#### BRANO DI LETTURA
"""

Diciamo la verità, se c’è una stonatura con le competenze e la lingua inglese è l’uso della parola “Sillabo”, che sa di altri tempi e che avrebbe dovuto far piacere all’Accademia della Crusca, che invece ha protestato per l’abuso di termini inglesi proprio nel Sillabo con cui il Miur ha dettato le linee sull’educazione all’imprenditorialità nelle scuole secondarie di secondo grado del nostro paese.
Paese davvero strano, mentre la Crusca denuncia la colonizzazione ad opera della lingua inglese delle circolari del ministero dell’istruzione, nessuno intorno si rende conto che quel Sillabo, con il retro gusto alla Pio IX, giunge con un ritardo di almeno dodici anni.
Qualcuno si deve essere distratto nel frattempo e aver scordato le otto competenze chiave necessarie ad ogni cittadino per inserirsi con successo nell’ambito sociale e lavorativo, dettate nel 2006 dal Parlamento Europeo. Tra queste competenze c’era e c’è: “spirito d’iniziativa e imprenditorialità”.
Richiamo, per rinfrescare il ricordo, le altre competenze: comunicazione nella madre lingua; comunicazione nelle lingue straniere; competenza matematica e competenze di base in scienze e tecnologia; competenza digitale; imparare ad imparare; competenza sociale e civica; consapevolezza ed espressione culturale.
Sono le competenze europee per l’apprendimento permanente, che i nostri studenti al termine del biennio delle superiori, e quindi dell’obbligo scolastico, devono aver acquisito. In tutti questi anni gli studenti sedicenni sono usciti dalle nostre scuole con la certificazione che queste competenze sono state raggiunte.
Evidentemente, almeno per una competenza come “spirito di iniziativa e imprenditorialità”, visto che il Sillabo è uscito solo ora, non può che essersi trattato di una finzione all’italiana.
Ma noi siamo così aperti al mondo e così consapevoli dei ritardi del nostro paese che ci preoccupiamo solo dell’eccesso d’inglese nelle linee di indirizzo stilate, con ragguardevole ritardo, dal ministero.
Così in una sola giornata non c’è quotidiano nazionale che non abbia il suo titolo e il suo articolo sullo scontro tra Crusca e Miur. E la risposta del ministro è peggio della polemica, quando rivendica la difesa della lingua nazionale attraverso le olimpiadi di italiano, come le olimpiadi della matematica o del latino. La lingua ridotta ad uno sport che non tutti praticano.
Qualche dubbio sullo stato di salute del paese a questo punto è legittimo nutrirlo.

"""

#### ISTRUZIONI E REQUISITI
Trascrivi senza alcuna modifica la parte del testo sul Sillabo che si apre con le parole contenenti "Sono le competenze" e si chiude con "sono state raggiunte.". Le voci provengono da un'altra fonte.

#### MATERIALE MOSTRATO
"""

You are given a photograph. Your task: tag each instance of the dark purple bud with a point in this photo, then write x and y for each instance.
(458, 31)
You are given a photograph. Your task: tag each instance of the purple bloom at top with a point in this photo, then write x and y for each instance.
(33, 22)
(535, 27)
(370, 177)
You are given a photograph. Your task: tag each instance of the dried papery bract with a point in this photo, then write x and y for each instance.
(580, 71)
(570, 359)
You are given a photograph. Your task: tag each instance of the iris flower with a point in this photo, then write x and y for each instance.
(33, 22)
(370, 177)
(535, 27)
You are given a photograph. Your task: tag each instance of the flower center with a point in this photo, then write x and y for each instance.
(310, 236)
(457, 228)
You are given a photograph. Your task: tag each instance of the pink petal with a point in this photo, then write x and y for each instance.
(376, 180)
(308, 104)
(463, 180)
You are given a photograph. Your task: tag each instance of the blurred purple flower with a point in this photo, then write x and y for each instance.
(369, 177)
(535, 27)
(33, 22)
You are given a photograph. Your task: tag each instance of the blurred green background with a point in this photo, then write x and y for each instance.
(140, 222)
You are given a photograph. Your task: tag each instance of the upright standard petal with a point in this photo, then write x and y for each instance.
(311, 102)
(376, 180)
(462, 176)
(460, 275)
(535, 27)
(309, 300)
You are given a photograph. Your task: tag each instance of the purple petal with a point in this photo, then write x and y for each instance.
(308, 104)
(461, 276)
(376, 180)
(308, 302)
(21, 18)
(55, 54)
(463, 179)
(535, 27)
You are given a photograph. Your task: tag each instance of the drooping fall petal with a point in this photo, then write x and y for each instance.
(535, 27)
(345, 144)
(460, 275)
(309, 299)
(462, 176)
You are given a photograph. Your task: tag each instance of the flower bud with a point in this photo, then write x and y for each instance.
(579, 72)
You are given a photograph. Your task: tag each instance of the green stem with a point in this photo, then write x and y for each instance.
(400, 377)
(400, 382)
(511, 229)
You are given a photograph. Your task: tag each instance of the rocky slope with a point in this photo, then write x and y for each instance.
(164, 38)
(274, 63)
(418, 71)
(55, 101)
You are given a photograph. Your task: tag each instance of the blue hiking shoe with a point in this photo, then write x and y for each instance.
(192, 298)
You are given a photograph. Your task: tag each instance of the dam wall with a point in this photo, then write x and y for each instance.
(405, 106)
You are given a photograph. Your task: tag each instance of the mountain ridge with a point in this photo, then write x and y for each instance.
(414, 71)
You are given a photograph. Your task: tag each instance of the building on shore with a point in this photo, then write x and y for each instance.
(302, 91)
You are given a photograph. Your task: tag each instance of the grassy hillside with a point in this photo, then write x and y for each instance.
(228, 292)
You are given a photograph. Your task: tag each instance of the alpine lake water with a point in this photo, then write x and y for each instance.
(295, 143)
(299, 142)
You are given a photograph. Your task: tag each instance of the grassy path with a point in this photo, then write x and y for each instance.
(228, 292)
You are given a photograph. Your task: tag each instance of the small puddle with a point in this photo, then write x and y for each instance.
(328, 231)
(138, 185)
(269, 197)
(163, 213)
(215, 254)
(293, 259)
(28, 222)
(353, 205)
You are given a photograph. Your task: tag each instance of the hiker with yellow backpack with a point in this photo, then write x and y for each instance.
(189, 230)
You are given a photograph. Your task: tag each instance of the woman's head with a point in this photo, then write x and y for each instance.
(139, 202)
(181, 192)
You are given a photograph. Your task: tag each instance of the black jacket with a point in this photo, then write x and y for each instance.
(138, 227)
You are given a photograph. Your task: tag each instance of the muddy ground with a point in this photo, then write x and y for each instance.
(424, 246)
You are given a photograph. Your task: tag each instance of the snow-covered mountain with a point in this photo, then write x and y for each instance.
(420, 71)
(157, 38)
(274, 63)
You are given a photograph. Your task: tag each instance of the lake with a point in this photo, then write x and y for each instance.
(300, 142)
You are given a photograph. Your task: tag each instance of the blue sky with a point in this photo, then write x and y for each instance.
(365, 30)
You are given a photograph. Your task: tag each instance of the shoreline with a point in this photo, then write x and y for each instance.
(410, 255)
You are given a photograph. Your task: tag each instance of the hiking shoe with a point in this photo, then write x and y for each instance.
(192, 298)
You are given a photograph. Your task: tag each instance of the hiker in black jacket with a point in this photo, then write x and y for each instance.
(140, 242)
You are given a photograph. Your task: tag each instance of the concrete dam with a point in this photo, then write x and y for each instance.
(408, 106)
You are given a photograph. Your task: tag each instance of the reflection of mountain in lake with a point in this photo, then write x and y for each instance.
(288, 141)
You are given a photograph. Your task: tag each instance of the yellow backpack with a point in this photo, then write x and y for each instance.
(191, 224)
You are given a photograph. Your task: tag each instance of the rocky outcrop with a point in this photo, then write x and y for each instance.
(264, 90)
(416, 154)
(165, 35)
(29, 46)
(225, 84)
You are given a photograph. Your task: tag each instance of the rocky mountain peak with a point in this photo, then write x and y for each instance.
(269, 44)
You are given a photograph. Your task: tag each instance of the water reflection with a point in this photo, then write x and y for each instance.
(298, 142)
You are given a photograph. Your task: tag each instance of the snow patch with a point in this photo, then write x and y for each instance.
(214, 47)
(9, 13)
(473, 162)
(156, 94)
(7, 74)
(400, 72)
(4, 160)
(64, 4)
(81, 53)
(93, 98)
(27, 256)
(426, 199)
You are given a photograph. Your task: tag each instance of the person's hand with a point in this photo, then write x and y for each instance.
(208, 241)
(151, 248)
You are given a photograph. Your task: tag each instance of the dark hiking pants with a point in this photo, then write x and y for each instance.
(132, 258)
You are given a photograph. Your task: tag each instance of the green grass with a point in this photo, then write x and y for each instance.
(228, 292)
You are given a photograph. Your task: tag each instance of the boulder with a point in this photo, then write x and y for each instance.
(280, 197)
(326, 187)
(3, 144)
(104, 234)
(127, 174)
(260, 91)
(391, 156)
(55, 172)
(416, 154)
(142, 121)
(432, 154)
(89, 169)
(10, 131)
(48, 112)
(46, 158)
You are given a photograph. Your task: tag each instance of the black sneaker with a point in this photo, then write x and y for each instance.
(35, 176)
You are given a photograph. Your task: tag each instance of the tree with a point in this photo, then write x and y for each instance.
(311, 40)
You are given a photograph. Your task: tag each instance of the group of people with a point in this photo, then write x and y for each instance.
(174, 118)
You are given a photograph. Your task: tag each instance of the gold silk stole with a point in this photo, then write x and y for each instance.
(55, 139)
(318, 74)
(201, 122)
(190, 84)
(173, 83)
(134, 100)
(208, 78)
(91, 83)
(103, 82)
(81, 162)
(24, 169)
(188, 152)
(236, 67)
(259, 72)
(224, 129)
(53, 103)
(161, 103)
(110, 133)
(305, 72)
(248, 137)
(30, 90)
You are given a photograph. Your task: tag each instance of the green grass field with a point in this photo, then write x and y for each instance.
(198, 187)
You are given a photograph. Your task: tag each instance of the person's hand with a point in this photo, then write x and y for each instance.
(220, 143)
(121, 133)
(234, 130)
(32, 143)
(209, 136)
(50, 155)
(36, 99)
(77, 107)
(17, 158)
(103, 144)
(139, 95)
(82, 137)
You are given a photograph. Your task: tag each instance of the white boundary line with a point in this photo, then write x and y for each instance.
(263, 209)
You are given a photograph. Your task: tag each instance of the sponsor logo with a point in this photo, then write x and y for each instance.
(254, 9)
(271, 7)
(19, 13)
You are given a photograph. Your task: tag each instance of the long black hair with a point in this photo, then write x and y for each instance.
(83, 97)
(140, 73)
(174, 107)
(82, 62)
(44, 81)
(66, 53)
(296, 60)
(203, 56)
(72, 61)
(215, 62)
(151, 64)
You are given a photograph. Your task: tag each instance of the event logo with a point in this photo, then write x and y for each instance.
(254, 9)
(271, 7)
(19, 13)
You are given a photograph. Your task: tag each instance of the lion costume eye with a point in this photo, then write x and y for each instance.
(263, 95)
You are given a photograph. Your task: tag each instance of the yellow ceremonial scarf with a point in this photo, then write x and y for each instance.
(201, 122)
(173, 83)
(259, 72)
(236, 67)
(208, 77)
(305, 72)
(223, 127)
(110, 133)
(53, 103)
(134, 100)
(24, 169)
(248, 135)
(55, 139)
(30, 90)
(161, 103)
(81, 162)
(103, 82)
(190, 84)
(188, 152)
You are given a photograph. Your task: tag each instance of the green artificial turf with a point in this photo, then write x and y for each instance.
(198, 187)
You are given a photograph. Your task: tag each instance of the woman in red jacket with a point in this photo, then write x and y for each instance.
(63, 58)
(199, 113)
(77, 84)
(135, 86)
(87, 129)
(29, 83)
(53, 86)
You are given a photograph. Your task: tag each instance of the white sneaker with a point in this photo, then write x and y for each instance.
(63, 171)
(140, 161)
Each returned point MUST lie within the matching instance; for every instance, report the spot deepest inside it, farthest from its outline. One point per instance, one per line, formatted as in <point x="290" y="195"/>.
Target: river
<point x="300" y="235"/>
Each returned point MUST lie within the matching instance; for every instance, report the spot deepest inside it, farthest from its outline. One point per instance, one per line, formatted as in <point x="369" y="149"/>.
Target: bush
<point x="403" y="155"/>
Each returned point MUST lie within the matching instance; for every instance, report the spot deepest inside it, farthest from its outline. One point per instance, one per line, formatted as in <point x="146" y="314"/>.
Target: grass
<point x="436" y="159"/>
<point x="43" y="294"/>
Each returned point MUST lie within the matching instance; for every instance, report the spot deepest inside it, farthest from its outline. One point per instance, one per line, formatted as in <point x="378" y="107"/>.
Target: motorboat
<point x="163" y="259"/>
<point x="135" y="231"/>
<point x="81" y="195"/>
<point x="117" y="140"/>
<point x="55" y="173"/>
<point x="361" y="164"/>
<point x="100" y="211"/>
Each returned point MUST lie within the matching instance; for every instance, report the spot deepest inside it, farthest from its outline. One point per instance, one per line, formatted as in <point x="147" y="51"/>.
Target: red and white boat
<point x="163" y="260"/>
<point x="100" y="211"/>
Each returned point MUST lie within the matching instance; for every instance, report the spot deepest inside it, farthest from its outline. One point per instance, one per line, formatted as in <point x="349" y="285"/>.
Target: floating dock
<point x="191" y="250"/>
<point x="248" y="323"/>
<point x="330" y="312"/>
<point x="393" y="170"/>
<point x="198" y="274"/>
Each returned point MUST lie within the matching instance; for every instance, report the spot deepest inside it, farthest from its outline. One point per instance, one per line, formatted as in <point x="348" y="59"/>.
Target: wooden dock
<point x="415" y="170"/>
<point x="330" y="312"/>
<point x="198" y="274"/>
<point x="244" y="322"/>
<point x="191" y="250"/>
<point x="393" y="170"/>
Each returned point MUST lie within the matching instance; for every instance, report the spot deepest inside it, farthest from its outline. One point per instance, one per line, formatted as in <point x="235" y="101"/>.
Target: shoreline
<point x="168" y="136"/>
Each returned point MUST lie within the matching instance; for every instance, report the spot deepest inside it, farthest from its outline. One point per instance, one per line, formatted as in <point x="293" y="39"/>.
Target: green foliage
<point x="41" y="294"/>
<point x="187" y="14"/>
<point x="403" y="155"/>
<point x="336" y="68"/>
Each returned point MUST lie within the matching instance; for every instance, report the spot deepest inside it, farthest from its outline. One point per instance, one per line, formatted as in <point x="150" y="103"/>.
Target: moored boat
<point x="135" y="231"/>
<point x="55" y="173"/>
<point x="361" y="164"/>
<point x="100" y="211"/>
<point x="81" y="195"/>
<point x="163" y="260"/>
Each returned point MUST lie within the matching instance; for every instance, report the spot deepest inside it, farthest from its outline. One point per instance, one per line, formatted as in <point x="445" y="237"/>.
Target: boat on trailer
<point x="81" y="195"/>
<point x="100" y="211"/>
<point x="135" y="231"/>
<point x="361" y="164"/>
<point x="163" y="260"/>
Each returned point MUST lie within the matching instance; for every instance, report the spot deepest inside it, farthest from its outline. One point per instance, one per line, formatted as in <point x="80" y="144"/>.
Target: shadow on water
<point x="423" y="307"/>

"""

#### RISULTATO DEL COMPITO
Sono le competenze europee per l’apprendimento permanente, che i nostri studenti al termine del biennio delle superiori, e quindi dell’obbligo scolastico, devono aver acquisito. In tutti questi anni gli studenti sedicenni sono usciti dalle nostre scuole con la certificazione che queste competenze sono state raggiunte.